--- WHAT THE TASK ASKS ---
Extend the passage on compassion below, picking up after its last sentence.

--- EXCERPT PROVIDED ---
Compassion motivates people to go out of their way to help physical, spiritual, or emotional hurts or pains of another. Compassion is often regarded as having an emotional aspect to it, though when based on cerebral notions such as fairness, justice and interdependence, it may be considered rational in nature and its application understood as an activity based on sound judgment. There is also an aspect of compassion which regards a quantitative dimension, such that individual's compassion is often given a property of "depth," "vigour," or "passion." The etymology of "compassion" is Latin, meaning "co-suffering." More involved than simple empathy, compassion commonly gives rise to an active desire to alleviate another's suffering.
Compassion is often, though not inevitably, the key component in what manifests in the social context as altruism. In ethical terms, the expressions down the ages of the so-called Golden Rule often embodies by implication the principle of compassion: Do to others what you would have them do to you.[original research?]
The English noun compassion, meaning to love together with, comes from Latin. Its prefix com- comes directly from com, an archaic version of the Latin preposition and affix cum (= with); the -passion segment is derived from passus, past participle of the deponent verb patior, patī, passus sum. Compassion is thus related in origin, form and meaning to the English noun patient (= one who suffers), from patiens, present participle of the same patior, and is akin to the Greek verb πάσχειν (= paskhein, to suffer) and to its cognate noun πάθος (= pathos). Ranked a great virtue in numerous philosophies, compassion is considered in almost all the major religious traditions as among the greatest of virtues.
Three theoretical perspectives of compassion have been proposed, which are contrasted by their predictions and approaches of compassion.
- Compassion as a synonym of empathic distress, which is characterized by the feeling of distress in connection with another person's suffering. This perspective of compassion is based on the finding that people sometimes emulate and feel the emotions of people around them.
- Compassion is simply a variation of love or sadness, not a distinct emotion.
- From the perspective of evolutionary psychology, Compassion can be viewed as a distinct emotional state, which can be differentiated from distress, sadness, and love.

--- DATASET EXTRACT ---
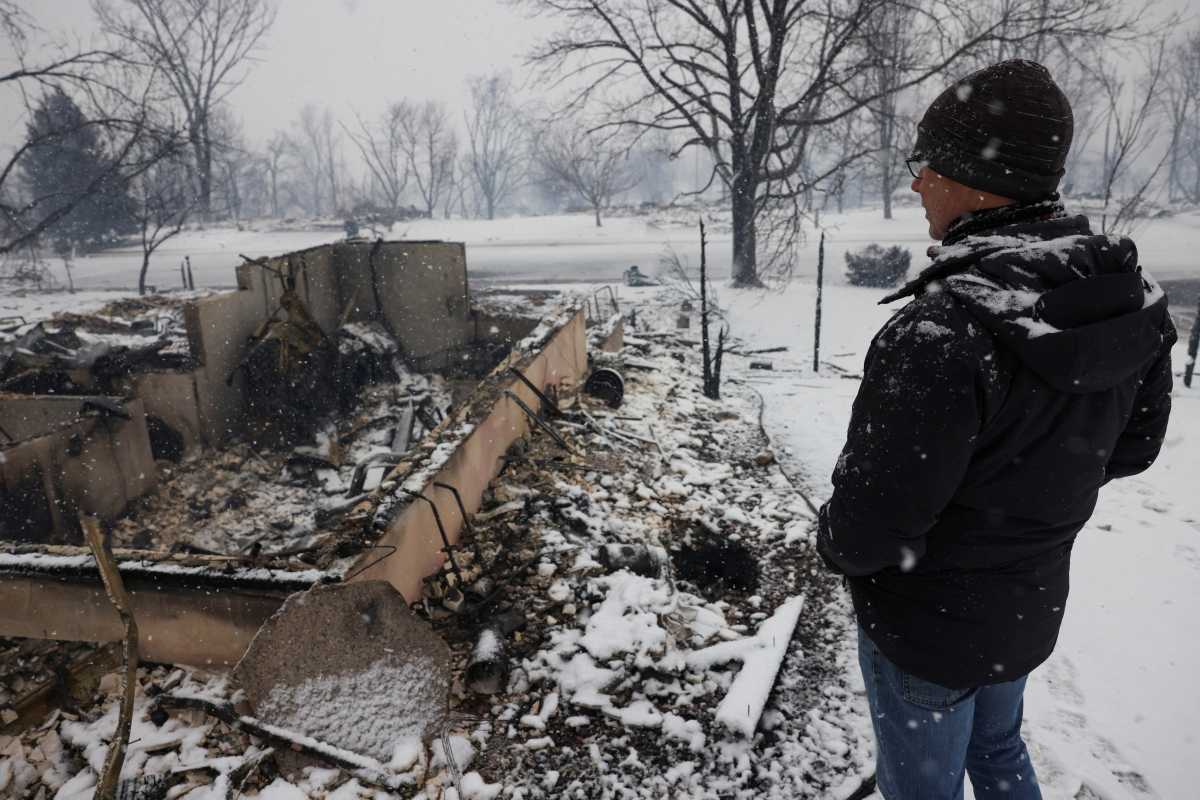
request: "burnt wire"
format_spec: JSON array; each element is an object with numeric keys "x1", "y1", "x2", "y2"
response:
[{"x1": 342, "y1": 545, "x2": 400, "y2": 582}]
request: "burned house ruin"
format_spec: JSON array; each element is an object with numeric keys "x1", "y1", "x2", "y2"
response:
[{"x1": 0, "y1": 240, "x2": 620, "y2": 667}]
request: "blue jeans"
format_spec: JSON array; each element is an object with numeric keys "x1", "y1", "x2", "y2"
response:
[{"x1": 858, "y1": 628, "x2": 1042, "y2": 800}]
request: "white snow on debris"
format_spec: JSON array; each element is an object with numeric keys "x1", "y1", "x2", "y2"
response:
[
  {"x1": 688, "y1": 596, "x2": 804, "y2": 736},
  {"x1": 256, "y1": 658, "x2": 446, "y2": 763},
  {"x1": 726, "y1": 263, "x2": 1200, "y2": 800}
]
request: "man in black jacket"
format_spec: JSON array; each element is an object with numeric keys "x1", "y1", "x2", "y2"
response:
[{"x1": 818, "y1": 61, "x2": 1176, "y2": 800}]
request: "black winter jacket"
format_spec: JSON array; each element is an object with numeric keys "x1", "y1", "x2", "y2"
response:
[{"x1": 818, "y1": 217, "x2": 1176, "y2": 688}]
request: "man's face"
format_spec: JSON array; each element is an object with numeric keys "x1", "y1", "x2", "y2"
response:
[
  {"x1": 912, "y1": 166, "x2": 1014, "y2": 241},
  {"x1": 912, "y1": 166, "x2": 964, "y2": 240}
]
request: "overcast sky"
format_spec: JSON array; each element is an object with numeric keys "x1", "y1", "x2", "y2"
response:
[
  {"x1": 0, "y1": 0, "x2": 548, "y2": 145},
  {"x1": 0, "y1": 0, "x2": 1198, "y2": 154}
]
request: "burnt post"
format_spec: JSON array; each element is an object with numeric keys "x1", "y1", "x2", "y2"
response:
[
  {"x1": 812, "y1": 230, "x2": 824, "y2": 372},
  {"x1": 1183, "y1": 297, "x2": 1200, "y2": 389}
]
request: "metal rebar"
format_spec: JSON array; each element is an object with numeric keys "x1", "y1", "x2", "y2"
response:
[
  {"x1": 504, "y1": 389, "x2": 575, "y2": 453},
  {"x1": 400, "y1": 487, "x2": 463, "y2": 590},
  {"x1": 509, "y1": 367, "x2": 563, "y2": 416}
]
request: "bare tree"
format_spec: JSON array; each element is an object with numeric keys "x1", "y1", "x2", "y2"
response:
[
  {"x1": 401, "y1": 100, "x2": 458, "y2": 218},
  {"x1": 1165, "y1": 28, "x2": 1200, "y2": 203},
  {"x1": 289, "y1": 103, "x2": 340, "y2": 217},
  {"x1": 342, "y1": 101, "x2": 415, "y2": 218},
  {"x1": 92, "y1": 0, "x2": 275, "y2": 217},
  {"x1": 130, "y1": 136, "x2": 199, "y2": 294},
  {"x1": 1081, "y1": 40, "x2": 1170, "y2": 233},
  {"x1": 854, "y1": 4, "x2": 922, "y2": 219},
  {"x1": 0, "y1": 0, "x2": 182, "y2": 254},
  {"x1": 526, "y1": 0, "x2": 1128, "y2": 287},
  {"x1": 536, "y1": 121, "x2": 641, "y2": 228},
  {"x1": 263, "y1": 131, "x2": 290, "y2": 217},
  {"x1": 466, "y1": 74, "x2": 527, "y2": 219}
]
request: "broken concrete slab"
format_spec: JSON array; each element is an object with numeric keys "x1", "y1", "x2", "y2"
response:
[{"x1": 234, "y1": 581, "x2": 450, "y2": 763}]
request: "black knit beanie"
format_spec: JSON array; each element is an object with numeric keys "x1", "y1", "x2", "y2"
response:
[{"x1": 912, "y1": 60, "x2": 1075, "y2": 201}]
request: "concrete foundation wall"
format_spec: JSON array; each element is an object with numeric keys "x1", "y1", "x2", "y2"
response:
[
  {"x1": 0, "y1": 395, "x2": 93, "y2": 444},
  {"x1": 0, "y1": 576, "x2": 286, "y2": 669},
  {"x1": 0, "y1": 397, "x2": 157, "y2": 542},
  {"x1": 126, "y1": 372, "x2": 204, "y2": 456},
  {"x1": 352, "y1": 312, "x2": 587, "y2": 603},
  {"x1": 182, "y1": 241, "x2": 474, "y2": 446}
]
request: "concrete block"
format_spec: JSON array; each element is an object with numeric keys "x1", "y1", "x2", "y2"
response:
[{"x1": 234, "y1": 581, "x2": 450, "y2": 763}]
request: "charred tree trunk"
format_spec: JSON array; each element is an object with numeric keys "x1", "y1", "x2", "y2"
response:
[
  {"x1": 731, "y1": 173, "x2": 762, "y2": 288},
  {"x1": 700, "y1": 219, "x2": 725, "y2": 399}
]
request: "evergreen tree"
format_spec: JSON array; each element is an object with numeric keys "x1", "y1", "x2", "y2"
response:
[{"x1": 20, "y1": 89, "x2": 134, "y2": 251}]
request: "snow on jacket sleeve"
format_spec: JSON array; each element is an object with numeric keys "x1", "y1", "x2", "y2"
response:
[
  {"x1": 817, "y1": 295, "x2": 983, "y2": 576},
  {"x1": 1104, "y1": 337, "x2": 1175, "y2": 481}
]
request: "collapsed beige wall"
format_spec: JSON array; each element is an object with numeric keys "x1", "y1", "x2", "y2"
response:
[
  {"x1": 0, "y1": 397, "x2": 157, "y2": 541},
  {"x1": 122, "y1": 372, "x2": 204, "y2": 456},
  {"x1": 182, "y1": 241, "x2": 473, "y2": 446},
  {"x1": 0, "y1": 395, "x2": 91, "y2": 441},
  {"x1": 335, "y1": 241, "x2": 474, "y2": 369},
  {"x1": 350, "y1": 312, "x2": 588, "y2": 603},
  {"x1": 0, "y1": 575, "x2": 287, "y2": 669}
]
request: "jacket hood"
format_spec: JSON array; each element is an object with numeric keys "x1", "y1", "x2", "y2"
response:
[{"x1": 884, "y1": 216, "x2": 1175, "y2": 393}]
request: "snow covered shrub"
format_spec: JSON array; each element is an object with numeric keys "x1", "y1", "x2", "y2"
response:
[{"x1": 846, "y1": 243, "x2": 912, "y2": 287}]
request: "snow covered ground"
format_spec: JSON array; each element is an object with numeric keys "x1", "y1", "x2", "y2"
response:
[
  {"x1": 21, "y1": 206, "x2": 1200, "y2": 289},
  {"x1": 700, "y1": 277, "x2": 1200, "y2": 800},
  {"x1": 0, "y1": 203, "x2": 1200, "y2": 800}
]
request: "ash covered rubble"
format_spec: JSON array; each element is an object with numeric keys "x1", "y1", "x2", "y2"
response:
[
  {"x1": 0, "y1": 284, "x2": 869, "y2": 800},
  {"x1": 105, "y1": 323, "x2": 452, "y2": 569},
  {"x1": 408, "y1": 300, "x2": 870, "y2": 798},
  {"x1": 0, "y1": 291, "x2": 206, "y2": 395}
]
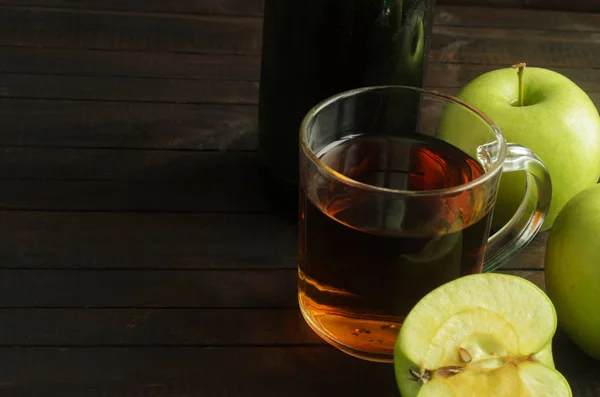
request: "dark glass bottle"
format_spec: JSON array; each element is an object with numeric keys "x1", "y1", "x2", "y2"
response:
[{"x1": 258, "y1": 0, "x2": 435, "y2": 211}]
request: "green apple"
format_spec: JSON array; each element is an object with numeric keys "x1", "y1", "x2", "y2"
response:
[
  {"x1": 545, "y1": 185, "x2": 600, "y2": 360},
  {"x1": 394, "y1": 273, "x2": 572, "y2": 397},
  {"x1": 439, "y1": 64, "x2": 600, "y2": 230}
]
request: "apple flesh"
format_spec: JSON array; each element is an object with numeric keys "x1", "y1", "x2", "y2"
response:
[
  {"x1": 394, "y1": 273, "x2": 572, "y2": 397},
  {"x1": 545, "y1": 185, "x2": 600, "y2": 360},
  {"x1": 439, "y1": 67, "x2": 600, "y2": 230}
]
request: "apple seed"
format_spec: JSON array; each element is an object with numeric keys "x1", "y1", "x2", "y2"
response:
[{"x1": 458, "y1": 347, "x2": 473, "y2": 363}]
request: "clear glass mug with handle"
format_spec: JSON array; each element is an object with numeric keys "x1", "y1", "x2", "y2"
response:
[{"x1": 298, "y1": 86, "x2": 552, "y2": 362}]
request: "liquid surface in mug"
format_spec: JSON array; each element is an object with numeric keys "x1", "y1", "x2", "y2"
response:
[{"x1": 298, "y1": 134, "x2": 491, "y2": 361}]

--- ANSWER BELOW ---
Identifying with another person is an essential process for human beings. It is commonly seen throughout the world as people adapt and change with new styles of clothing, language, behavior, etc., which is illustrated by infants who begin to mirror the facial expressions and body movements of their mother as early as the first days of their lives. This process is highly related to compassion because sympathizing with others is possible with people from other countries, cultures, locations, etc. A possible source of this process of identifying with others comes from a universal category called "Spirit." Toward the late 1970s, very different cultures and nations around the world took a turn to religious fundamentalism, which has occasionally been attributed to "Spirit." The more one person knows about the human condition and the associated experiences is another route to identification.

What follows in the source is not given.